**** Извлеченный текст ****

После чтения выпил с новым знакомым, художником Олегом Целковым, и мы стали искать, где бы еще. Венеция в то время, в отличие от нынешней эпохи общетуристского либерализма, отличалась строгостью. Мы ничего не могли найти и тут столкнулись с итальянской компанией, объяснили свои горести. Они вошли в положение и, проведя куда-то далеко, вынесли из дома огромную оплетенную бутыль вина, а сами пошли спать. Олег все повторял: 'Новая музыка стиха, ты понимаешь, что это новая музыка стиха?' Мы сидели у Большого Канала, напротив моего пансиона, вода плещет у ног, гондолу бьет о гнилые сваи, Адриатика ночью восточным ветром канал наполняет, как ванну, с верхом, вокруг тонущий город, где твердый разум внезапно становится мокрым глазом, и время выходит из волн, меняя стрелку на башне, ее одну — чего же тут не понять, Олег, как не понять.
Венеции удалось свести в один вселенский и всевременной клуб Петрарку, Дюрера, Байрона, Гете, Тургенева, Вагнера, Тернера, Генри Джеймса, Ренуара, Пруста, Дягилева, Томаса Манна, Хемингуэя, Висконти, Сартра, Вуди Аллена, Бродского etc. — ничем иным, кажется, вместе не сводимых, кроме способности и возможности высказать восхищение самым городским из всех городов на земле — именно потому, что на воде.

**** Выдержки из записей ****

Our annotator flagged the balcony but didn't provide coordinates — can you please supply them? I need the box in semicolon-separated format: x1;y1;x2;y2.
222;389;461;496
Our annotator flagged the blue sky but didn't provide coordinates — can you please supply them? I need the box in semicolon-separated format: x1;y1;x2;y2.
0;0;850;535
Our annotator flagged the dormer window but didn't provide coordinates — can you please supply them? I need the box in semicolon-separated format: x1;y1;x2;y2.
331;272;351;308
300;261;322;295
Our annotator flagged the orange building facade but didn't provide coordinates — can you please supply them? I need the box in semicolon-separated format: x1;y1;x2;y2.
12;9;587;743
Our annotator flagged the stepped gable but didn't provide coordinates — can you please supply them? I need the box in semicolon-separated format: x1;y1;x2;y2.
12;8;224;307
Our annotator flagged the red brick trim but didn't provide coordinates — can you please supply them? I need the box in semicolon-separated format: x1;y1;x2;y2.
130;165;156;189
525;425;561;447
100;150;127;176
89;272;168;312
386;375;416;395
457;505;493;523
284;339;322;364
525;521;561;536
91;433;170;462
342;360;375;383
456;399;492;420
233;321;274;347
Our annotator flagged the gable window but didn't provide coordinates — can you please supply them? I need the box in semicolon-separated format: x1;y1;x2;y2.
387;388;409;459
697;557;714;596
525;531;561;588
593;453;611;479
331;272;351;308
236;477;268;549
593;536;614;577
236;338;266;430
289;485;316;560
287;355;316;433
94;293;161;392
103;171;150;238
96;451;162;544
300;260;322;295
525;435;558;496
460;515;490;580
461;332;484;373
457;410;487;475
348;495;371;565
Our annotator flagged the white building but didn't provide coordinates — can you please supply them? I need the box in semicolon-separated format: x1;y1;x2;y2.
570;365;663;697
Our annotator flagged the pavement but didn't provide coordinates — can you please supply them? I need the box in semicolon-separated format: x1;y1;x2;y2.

****

**Задания:**
1. С кем, согласно тексту о Венеции, автор выпил после чтения?
2. Перепишите фрагмент текста о Венеции, начиная со слов «После чтения выпил» и заканчивая словами «как не понять.», заменив «бутыль» на «бочку».
3. Допишите продолжение текста о Венеции, начав сразу после его последнего предложения.

**Ответы:**
1. С новым знакомым, художником Олегом Целковым.

2.
После чтения выпил с новым знакомым, художником Олегом Целковым, и мы стали искать, где бы еще. Венеция в то время, в отличие от нынешней эпохи общетуристского либерализма, отличалась строгостью. Мы ничего не могли найти и тут столкнулись с итальянской компанией, объяснили свои горести. Они вошли в положение и, проведя куда-то далеко, вынесли из дома огромную оплетенную бочку вина, а сами пошли спать. Олег все повторял: 'Новая музыка стиха, ты понимаешь, что это новая музыка стиха?' Мы сидели у Большого Канала, напротив моего пансиона, вода плещет у ног, гондолу бьет о гнилые сваи, Адриатика ночью восточным ветром канал наполняет, как ванну, с верхом, вокруг тонущий город, где твердый разум внезапно становится мокрым глазом, и время выходит из волн, меняя стрелку на башне, ее одну — чего же тут не понять, Олег, как не понять.

3.
Там, где пустой взгляд видит нарочитость и фасад, пристальный взор усматривает подлинность и объем. Вода лагуны — твердь истории — не позволила растечься пригородами, исказиться в новостройках, впустить потоки транспорта — конного, бензинового, электрического. Колесо, даже велосипедное, не касается венецианских мостовых. Пешком и по воде, возвращаясь ко всеобщему прошлому, перемещается здесь человек — оттого легко перемещаясь в веках.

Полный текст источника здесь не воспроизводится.